● **TRECHO DA PÁGINA**
——

Reuters
O governo federal pôs na rua seu principal projeto, a reforma da Previdência, mas ainda não consegue contar quantos votos teria a favor da proposta e nem mesmo qual seria exatamente o tamanho de sua base parlamentar, em um movimento —ou falta de— que vem deixando assustados líderes experientes.
No Palácio do Planalto, perguntas insistentes sobre o tamanho da base do governo são respondidas com silêncio. Se em tese o governo teve a adesão do PR e a simpatia de outros partidos do chamado centrão ainda durante a transição, na prática, hoje a base é formada apenas pelo PSL, o partido do presidente.
“O governo vai ter que construir a base, hoje ela não existe. O único partido com declaração de base de apoio de governo é o PSL. Não existe nenhum outro que tenha base declarada, mesmo com ministros no governo”, disse o líder do PSL na Câmara, Delegado Waldir, na semana passada, ao chegar para um café da manhã com o presidente Jair Bolsonaro.
O PSL tem 54 deputados.
Nenhum outro partido declarou apoio oficial ao governo. Alguns que chegaram a negociar uma adesão, como o PR, o PP e o PRB, terminaram por declarar independência e já verbalizam sua insatisfação com a articulação política —ou a falta de— do governo.
“Nós já perdemos o PR, estamos perdendo o PRB, tudo por falta de articulação. Hoje o governo tem 100 votos quando muito para a reforma da Previdência, já teve 250”, reclama uma parlamentar governista. “E não vai resolver dando tapa na orelha de parlamentar.”
A ala econômica prefere não falar em número de votos para a reforma da Previdência, citando apenas dados da ala política do governo, que fala em 250 votos —para aprovar uma mudança constitucional, como a reforma da Previdência, são necessários pelo menos 308 votos.
Deputados experientes ouvidos pela Reuters garantem que não existe hipótese de a reforma ter hoje esses 250 votos. No Planalto, fala-se em algo entre 180 e 200 parlamentares favoráveis, mas parte desses apenas depois de negociações que terão que incluir, mesmo que o governo não queira, cargos.

——

● **TAREFA PROPOSTA A**
Liste todos os partidos políticos mencionados por sigla no trecho sobre a reforma da Previdência.

● **MATERIAL APRESENTADO**
——

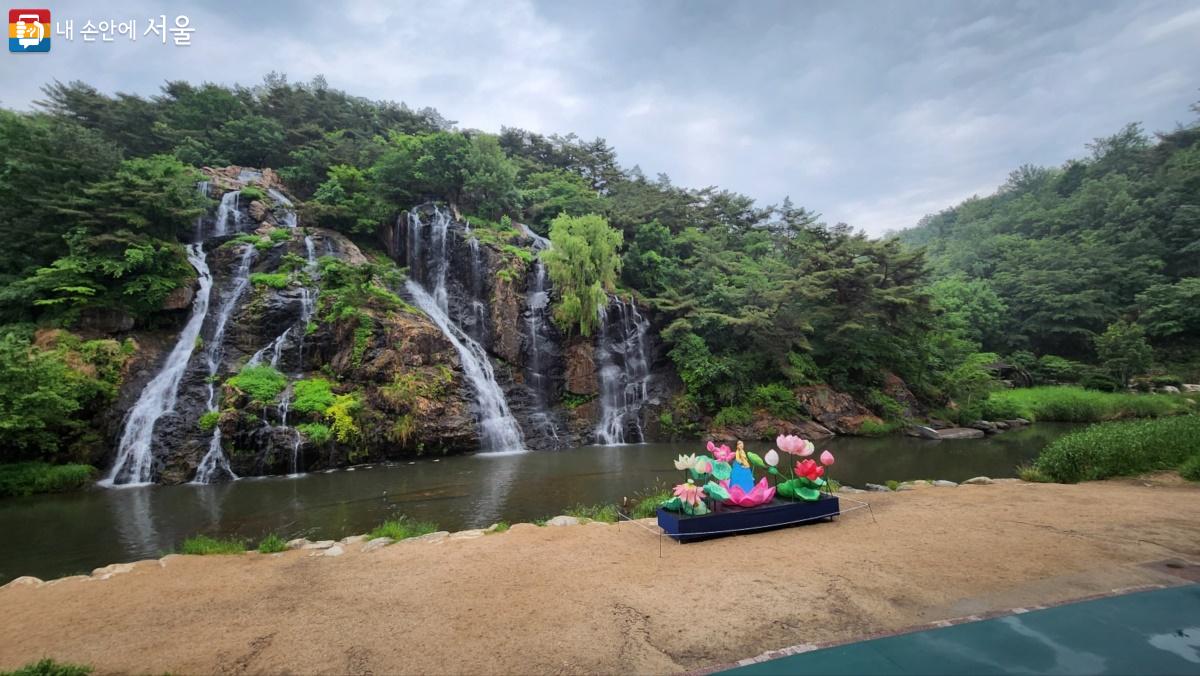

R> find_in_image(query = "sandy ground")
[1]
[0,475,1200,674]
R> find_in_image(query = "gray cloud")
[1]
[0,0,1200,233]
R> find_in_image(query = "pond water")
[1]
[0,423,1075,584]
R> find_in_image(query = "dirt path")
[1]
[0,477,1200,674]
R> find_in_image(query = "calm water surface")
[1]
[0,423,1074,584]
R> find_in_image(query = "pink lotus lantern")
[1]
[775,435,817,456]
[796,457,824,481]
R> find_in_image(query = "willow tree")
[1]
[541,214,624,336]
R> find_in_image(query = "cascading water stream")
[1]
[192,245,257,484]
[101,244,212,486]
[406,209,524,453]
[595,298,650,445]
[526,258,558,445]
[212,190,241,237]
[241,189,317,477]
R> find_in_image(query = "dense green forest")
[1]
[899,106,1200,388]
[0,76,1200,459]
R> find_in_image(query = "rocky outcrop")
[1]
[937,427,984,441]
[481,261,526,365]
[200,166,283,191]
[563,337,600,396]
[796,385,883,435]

——

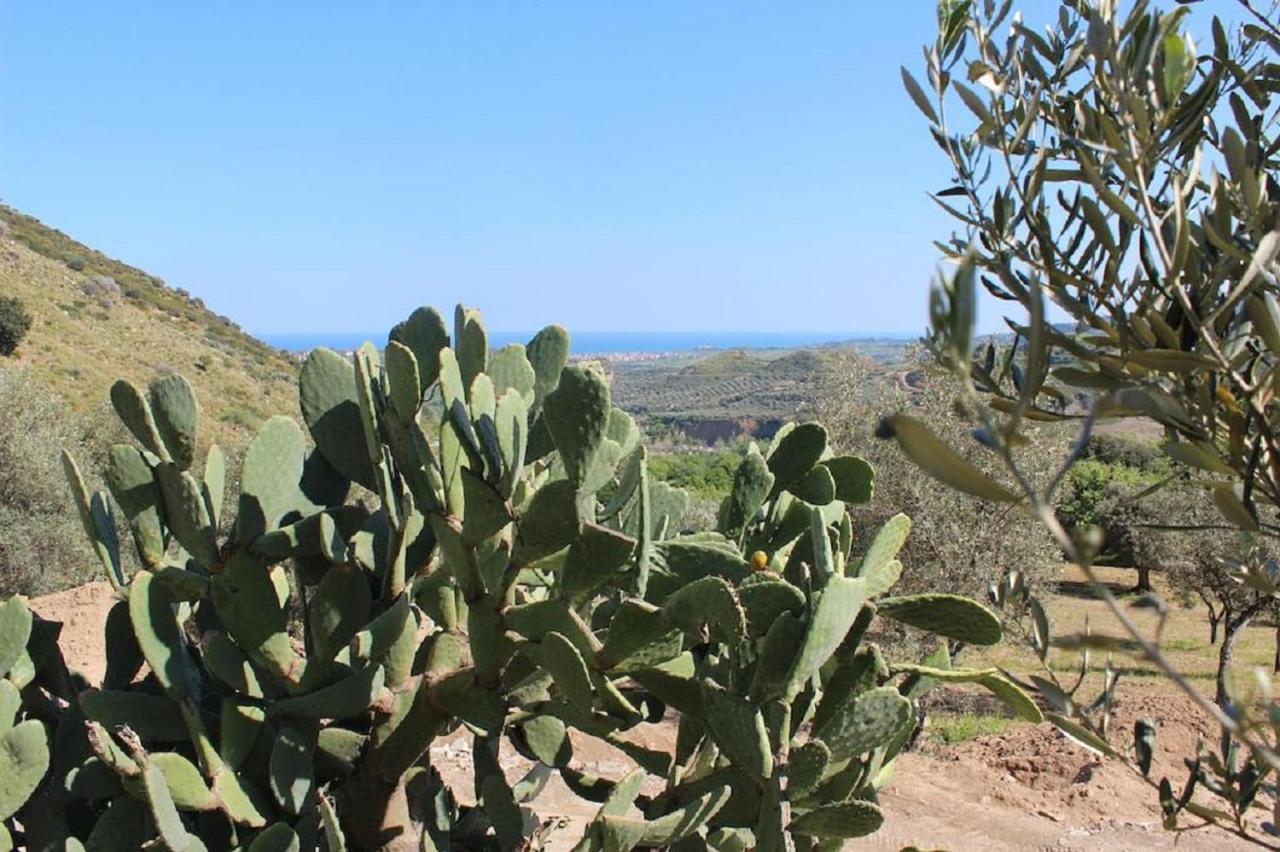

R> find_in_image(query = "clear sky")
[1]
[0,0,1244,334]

——

● **TAREFA PROPOSTA B**
Filtre a listagem e copie todas as linhas em que aparece a sequência "query".

● **RESULTADO DA TAREFA A**
PR, PSL, PP, PRB

● **RESULTADO DA TAREFA B**
R> find_in_image(query = "sandy ground")
R> find_in_image(query = "gray cloud")
R> find_in_image(query = "pond water")
R> find_in_image(query = "dirt path")
R> find_in_image(query = "calm water surface")
R> find_in_image(query = "pink lotus lantern")
R> find_in_image(query = "willow tree")
R> find_in_image(query = "cascading water stream")
R> find_in_image(query = "dense green forest")
R> find_in_image(query = "rocky outcrop")
R> find_in_image(query = "clear sky")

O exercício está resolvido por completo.